Stated exercise | In the listing, swap "cherries" for "grapes" in the stretch from the line containing "pile of cherries?" through the line containing "[0,0,600,396]", and write out only those lines with nothing else altered.

Supplied records |
──────

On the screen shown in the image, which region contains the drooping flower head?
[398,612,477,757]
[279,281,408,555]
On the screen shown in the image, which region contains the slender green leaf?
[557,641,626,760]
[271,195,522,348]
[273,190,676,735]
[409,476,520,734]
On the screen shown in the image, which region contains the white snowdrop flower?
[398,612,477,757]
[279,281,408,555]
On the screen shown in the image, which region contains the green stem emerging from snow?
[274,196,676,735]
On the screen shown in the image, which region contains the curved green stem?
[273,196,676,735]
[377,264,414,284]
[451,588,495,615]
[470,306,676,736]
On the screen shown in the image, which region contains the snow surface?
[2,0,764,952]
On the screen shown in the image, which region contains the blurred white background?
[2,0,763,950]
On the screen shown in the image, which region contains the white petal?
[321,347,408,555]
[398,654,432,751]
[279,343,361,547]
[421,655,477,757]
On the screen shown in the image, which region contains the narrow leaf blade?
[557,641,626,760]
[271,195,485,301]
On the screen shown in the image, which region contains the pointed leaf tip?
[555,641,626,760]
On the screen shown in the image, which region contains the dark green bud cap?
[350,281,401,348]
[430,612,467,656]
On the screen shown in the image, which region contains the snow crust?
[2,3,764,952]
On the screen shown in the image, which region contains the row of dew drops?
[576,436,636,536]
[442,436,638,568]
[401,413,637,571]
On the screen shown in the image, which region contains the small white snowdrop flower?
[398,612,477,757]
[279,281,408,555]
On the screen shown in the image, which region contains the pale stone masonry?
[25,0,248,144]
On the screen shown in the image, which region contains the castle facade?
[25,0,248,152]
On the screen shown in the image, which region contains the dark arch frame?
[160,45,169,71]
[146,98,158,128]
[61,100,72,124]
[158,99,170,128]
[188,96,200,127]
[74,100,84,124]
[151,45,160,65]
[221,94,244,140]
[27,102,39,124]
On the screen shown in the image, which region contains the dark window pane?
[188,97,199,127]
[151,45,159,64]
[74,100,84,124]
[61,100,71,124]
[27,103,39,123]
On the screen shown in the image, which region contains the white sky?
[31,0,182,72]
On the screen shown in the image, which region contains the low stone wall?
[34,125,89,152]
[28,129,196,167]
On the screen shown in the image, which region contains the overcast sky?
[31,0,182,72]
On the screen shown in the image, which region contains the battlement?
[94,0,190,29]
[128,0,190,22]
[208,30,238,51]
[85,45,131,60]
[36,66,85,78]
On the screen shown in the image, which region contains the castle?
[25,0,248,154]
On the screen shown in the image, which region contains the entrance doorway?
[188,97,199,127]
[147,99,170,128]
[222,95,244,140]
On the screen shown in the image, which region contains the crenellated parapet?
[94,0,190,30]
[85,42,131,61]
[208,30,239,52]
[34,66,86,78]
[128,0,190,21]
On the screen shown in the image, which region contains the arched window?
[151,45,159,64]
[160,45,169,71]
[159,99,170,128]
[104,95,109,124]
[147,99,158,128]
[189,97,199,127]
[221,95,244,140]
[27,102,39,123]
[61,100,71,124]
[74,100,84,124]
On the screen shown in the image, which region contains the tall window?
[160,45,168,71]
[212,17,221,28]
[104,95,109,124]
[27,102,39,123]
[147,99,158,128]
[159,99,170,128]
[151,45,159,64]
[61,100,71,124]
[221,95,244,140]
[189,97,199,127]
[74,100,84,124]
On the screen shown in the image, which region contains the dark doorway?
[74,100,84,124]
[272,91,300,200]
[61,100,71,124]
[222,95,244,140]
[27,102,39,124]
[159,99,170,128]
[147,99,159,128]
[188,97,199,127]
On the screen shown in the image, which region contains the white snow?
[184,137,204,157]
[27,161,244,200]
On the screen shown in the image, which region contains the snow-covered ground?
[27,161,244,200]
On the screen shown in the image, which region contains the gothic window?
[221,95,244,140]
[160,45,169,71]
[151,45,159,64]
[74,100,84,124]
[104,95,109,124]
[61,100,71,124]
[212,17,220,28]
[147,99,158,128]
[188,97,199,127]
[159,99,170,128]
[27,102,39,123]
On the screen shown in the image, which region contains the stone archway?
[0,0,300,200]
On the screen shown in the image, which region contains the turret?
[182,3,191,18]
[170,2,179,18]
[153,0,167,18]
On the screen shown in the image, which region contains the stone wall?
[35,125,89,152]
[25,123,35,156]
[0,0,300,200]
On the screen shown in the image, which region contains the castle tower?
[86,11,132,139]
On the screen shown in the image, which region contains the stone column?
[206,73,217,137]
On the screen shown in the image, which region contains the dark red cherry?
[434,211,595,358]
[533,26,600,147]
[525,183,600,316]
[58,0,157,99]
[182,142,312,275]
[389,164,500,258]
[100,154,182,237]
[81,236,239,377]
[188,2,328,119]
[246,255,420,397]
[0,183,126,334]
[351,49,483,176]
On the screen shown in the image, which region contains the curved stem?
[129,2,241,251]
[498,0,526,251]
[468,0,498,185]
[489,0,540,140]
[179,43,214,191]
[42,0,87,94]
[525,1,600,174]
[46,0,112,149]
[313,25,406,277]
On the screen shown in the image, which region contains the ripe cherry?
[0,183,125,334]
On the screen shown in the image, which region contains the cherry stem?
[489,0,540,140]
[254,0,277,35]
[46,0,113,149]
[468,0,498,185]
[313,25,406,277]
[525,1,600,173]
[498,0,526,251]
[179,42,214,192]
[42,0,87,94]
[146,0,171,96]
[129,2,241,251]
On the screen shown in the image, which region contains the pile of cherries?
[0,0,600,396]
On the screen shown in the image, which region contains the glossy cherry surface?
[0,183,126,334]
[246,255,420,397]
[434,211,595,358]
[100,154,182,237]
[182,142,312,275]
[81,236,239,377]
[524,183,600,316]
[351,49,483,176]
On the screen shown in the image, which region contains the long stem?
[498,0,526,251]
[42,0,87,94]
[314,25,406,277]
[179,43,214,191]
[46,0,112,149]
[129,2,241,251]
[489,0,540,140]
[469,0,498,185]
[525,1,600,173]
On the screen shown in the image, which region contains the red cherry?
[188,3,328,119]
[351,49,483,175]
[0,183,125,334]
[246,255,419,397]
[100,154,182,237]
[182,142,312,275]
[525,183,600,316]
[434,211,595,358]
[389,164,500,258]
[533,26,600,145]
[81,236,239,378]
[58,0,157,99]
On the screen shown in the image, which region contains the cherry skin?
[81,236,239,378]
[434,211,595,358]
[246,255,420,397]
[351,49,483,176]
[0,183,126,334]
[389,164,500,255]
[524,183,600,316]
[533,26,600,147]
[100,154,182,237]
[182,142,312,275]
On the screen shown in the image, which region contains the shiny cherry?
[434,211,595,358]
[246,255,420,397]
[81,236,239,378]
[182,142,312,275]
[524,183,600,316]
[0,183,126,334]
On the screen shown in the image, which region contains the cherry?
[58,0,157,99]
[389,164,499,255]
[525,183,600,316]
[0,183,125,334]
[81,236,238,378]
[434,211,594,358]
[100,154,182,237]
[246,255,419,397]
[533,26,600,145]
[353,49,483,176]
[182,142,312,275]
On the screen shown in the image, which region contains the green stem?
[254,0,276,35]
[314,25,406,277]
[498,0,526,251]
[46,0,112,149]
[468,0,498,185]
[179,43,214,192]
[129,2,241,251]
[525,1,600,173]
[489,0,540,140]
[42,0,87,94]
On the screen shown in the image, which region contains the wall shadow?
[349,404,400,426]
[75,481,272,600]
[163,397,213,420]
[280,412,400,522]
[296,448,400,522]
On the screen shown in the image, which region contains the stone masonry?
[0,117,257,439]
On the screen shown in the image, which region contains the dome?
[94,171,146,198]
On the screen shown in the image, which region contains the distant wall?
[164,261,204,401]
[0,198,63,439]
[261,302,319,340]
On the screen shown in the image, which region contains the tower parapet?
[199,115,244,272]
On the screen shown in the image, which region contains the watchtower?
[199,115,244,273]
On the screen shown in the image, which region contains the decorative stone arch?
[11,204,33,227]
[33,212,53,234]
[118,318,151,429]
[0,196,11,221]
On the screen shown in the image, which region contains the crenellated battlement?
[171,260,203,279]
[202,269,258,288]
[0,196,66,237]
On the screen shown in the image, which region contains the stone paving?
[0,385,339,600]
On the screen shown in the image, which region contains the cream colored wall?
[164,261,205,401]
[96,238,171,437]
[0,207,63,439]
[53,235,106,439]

──────

Result of this task |
On the screen shown in the image, which region contains the pile of grapes?
[0,0,600,396]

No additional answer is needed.